• PROVIDED PASSAGE

>> START

Meantime, Loonie is coming to culmination point and we should keep a close eye on any bearish signs for USD/CAD on coming week.

Fundamentals

Yesterday we've tried to shed some light on coming important fundamental events. Speaking particular on Canada, there are few more issues that impact right now on currency value.
Speaking on tariffs issue, although Canada was exempted, Trump said the reprieve would be in place so long as there was progress on talks to renegotiate the North American Free Trade Agreement. It means that
Canadian policymakers may wait for greater clarity on the future of U.S. trade policy after worries about a global trade war ramped up after President Donald Trump imposed tariffs on steel and aluminum imports this month.
Besides, recent statistics was not really positive as factory sales has dropped 1% in February. This was strongest drop in 6 month. Foreign investment in Canadian securities resumed in January after a dip in December but fell far short of the monthly purchases seen in much of the second half of 2017.

>> END

• Region annotation entries
>> START

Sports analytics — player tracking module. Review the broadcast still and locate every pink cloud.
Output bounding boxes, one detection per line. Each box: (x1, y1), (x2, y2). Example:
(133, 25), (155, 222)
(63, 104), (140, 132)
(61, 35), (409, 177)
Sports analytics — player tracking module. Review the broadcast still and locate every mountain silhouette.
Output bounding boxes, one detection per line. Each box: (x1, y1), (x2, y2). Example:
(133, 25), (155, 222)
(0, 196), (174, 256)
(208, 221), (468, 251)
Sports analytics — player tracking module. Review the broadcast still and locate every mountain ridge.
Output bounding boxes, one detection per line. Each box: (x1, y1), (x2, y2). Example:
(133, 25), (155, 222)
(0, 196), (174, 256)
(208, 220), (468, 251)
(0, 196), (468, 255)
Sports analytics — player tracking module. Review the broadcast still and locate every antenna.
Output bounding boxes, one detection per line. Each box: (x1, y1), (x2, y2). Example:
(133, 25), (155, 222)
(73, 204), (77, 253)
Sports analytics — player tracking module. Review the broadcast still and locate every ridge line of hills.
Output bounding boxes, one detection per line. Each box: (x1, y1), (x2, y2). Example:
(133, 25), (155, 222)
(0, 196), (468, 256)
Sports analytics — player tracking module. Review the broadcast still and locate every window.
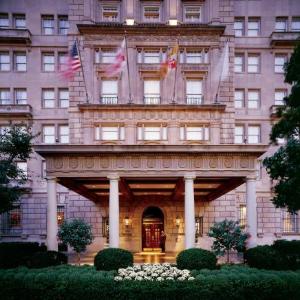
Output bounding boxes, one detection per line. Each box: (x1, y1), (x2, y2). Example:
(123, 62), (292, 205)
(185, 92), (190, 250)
(102, 5), (119, 22)
(42, 16), (54, 35)
(275, 17), (288, 32)
(248, 18), (260, 36)
(274, 89), (287, 105)
(43, 125), (55, 144)
(58, 89), (69, 108)
(14, 52), (27, 72)
(1, 204), (22, 236)
(144, 6), (160, 22)
(239, 204), (247, 228)
(282, 211), (300, 233)
(234, 53), (245, 73)
(17, 161), (28, 178)
(0, 89), (12, 105)
(234, 18), (245, 37)
(96, 126), (125, 141)
(58, 16), (69, 35)
(0, 52), (10, 71)
(42, 89), (55, 108)
(144, 50), (160, 64)
(0, 14), (9, 28)
(144, 80), (160, 104)
(274, 54), (287, 73)
(14, 15), (26, 29)
(101, 80), (118, 104)
(234, 126), (245, 144)
(59, 125), (69, 144)
(234, 90), (245, 108)
(57, 205), (65, 226)
(292, 17), (300, 31)
(248, 90), (260, 108)
(180, 125), (209, 141)
(248, 54), (260, 73)
(137, 125), (167, 141)
(58, 52), (68, 71)
(42, 53), (55, 72)
(186, 80), (203, 105)
(248, 125), (260, 144)
(185, 51), (203, 64)
(15, 89), (27, 104)
(183, 6), (201, 23)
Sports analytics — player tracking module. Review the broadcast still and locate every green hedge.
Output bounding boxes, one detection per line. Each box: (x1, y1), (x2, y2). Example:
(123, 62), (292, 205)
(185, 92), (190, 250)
(0, 266), (300, 300)
(176, 248), (217, 270)
(94, 248), (133, 271)
(0, 242), (47, 269)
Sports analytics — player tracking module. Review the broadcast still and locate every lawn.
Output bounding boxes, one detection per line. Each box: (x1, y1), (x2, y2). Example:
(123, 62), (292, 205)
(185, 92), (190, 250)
(0, 265), (300, 300)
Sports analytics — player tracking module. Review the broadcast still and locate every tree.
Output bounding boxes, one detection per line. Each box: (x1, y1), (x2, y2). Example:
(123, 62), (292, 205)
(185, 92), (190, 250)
(58, 219), (94, 264)
(208, 219), (248, 263)
(263, 44), (300, 212)
(0, 126), (34, 213)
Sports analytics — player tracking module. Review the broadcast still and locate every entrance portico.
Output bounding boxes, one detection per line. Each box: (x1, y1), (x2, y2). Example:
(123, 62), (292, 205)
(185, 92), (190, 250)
(37, 145), (263, 251)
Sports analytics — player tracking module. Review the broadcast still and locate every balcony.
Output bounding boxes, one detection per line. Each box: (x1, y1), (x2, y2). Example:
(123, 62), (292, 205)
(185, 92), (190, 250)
(186, 95), (203, 105)
(0, 104), (32, 118)
(144, 96), (160, 105)
(0, 28), (31, 44)
(270, 31), (300, 46)
(100, 96), (118, 105)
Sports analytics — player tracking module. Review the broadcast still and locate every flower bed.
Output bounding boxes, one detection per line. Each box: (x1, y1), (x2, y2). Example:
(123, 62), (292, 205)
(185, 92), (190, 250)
(114, 263), (195, 281)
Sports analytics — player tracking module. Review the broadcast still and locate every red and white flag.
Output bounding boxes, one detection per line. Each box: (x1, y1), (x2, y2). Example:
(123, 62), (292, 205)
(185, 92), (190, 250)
(105, 38), (126, 77)
(60, 41), (81, 80)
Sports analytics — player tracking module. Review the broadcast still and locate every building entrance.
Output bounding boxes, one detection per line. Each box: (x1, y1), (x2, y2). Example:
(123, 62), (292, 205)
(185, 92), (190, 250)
(142, 206), (164, 252)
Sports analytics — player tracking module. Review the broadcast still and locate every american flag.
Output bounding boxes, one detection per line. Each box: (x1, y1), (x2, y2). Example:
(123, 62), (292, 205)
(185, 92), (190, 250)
(60, 41), (81, 80)
(105, 38), (126, 77)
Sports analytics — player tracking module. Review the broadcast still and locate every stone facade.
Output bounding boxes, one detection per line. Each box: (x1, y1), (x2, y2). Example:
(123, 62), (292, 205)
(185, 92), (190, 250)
(0, 0), (300, 252)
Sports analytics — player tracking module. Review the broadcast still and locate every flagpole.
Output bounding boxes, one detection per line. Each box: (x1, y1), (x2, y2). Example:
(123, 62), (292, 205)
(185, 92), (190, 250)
(124, 30), (132, 104)
(75, 38), (89, 103)
(172, 38), (179, 104)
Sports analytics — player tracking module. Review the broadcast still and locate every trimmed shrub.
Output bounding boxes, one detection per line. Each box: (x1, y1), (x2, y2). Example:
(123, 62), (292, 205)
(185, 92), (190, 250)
(245, 245), (285, 270)
(27, 251), (68, 268)
(94, 248), (133, 271)
(0, 242), (46, 269)
(176, 248), (217, 270)
(0, 266), (300, 300)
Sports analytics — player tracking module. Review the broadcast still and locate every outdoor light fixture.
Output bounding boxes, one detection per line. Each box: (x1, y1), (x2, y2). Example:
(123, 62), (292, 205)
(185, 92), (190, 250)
(126, 19), (134, 26)
(124, 217), (129, 226)
(169, 19), (178, 26)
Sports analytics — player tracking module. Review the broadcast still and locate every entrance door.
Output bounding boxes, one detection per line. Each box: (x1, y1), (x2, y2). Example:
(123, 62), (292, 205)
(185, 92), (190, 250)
(142, 207), (164, 251)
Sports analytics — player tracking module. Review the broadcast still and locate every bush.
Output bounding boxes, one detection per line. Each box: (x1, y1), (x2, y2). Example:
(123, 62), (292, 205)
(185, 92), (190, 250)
(0, 242), (46, 269)
(94, 248), (133, 271)
(176, 248), (217, 270)
(245, 245), (285, 270)
(0, 266), (300, 300)
(27, 251), (68, 268)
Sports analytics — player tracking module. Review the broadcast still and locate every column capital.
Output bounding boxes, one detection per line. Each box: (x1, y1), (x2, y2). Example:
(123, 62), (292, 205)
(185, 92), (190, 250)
(184, 173), (196, 180)
(107, 173), (120, 180)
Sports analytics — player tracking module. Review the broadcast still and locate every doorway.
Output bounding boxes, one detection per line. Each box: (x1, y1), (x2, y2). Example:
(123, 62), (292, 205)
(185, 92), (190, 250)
(142, 206), (164, 252)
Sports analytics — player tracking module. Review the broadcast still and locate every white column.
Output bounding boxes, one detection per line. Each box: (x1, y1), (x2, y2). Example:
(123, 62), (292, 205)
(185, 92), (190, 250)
(47, 177), (58, 251)
(184, 174), (195, 249)
(107, 174), (120, 248)
(246, 178), (257, 248)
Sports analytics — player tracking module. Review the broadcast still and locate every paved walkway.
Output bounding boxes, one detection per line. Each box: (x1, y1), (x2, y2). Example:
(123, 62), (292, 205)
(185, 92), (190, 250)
(69, 252), (176, 265)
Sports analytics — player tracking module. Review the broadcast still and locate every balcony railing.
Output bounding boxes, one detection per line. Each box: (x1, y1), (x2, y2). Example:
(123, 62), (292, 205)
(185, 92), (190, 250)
(186, 95), (203, 105)
(144, 96), (160, 105)
(100, 96), (118, 105)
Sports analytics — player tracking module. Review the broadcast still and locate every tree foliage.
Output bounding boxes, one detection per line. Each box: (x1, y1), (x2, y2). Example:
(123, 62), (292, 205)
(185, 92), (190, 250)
(263, 44), (300, 212)
(58, 219), (94, 262)
(208, 219), (248, 263)
(0, 126), (34, 213)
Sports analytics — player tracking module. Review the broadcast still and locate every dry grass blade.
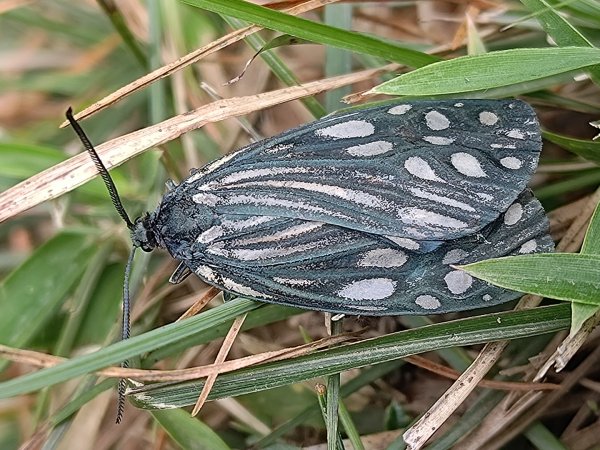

>> END

• WRITTEN TASK 1
Return everything in the listing from the line containing "locate every antenna." down to the line containing "(0, 196), (468, 256)", both of those lines included, reproduced verbatim.
• WRITTEN TASK 2
Extend the commentary on the Canadian dollar, picking up directly after its final sentence.
The commentary on the Canadian dollar and the listing have no connection to each other.

• FINAL ANSWER 1
Sports analytics — player tracking module. Review the broadcast still and locate every antenna.
Output bounding boxes, one detection per line. Each box: (x1, y1), (x2, y2). Example:
(133, 25), (155, 222)
(73, 204), (77, 253)
Sports analytics — player tracking module. Review the broadcast still and locate every ridge line of hills.
Output bounding boxes, one detection per line. Each box: (x1, y1), (x2, y2). Example:
(133, 25), (155, 222)
(0, 196), (468, 256)

• FINAL ANSWER 2
Anticipating of rate increase, to follow US policy also was muted as Governor Stephen Poloz's remarks reinforced expectations the central bank can take its time raising rates after hiking three times since last July.
In fact, he said that the economy may be able to generate more growth without higher inflation, given the
untapped potential in the labor market.

"The market interpreted that as it means that it's far less likely that the Bank of Canada will move forward with further interest rate increases," said Sean Coakley, market strategist at Cambridge Global Payments.
"At the same time, we've seen much more hawkish commentary out of the Federal Reserve in the United States and that's really positioned the U.S. dollar much stronger than the loonie," said Coakley.


COT Report

Recent CFTC data shows that speculative position stands long on CAD, although it has not changed significantly since the beginning of the year. Last week we see solid jump in open interest, while net position has not changed. It is difficult to suggest what the reasons was beyond this. It means that equal amount of shorts and longs were added, or some positions were locked. May be traders prepare for some action:

upload_2018-3-18_12-45-1.png


Technicals
Monthly

So, let's update our thrilling setup that we've discussed two weeks ago for the first time.

As two weeks has passed, market mostly has completed our suggestion on upside action to 1.3130 area. Meantime, monthly CAD keep standing in "Sell" mode, but now is bouncing up from strong monthly K-support and Agreement, as downside OP has been hit. Trend breakeven point in March by MACD stands at 1.3164. It means that until this point monthly CAD will be bearish and we could watch for chances to go short.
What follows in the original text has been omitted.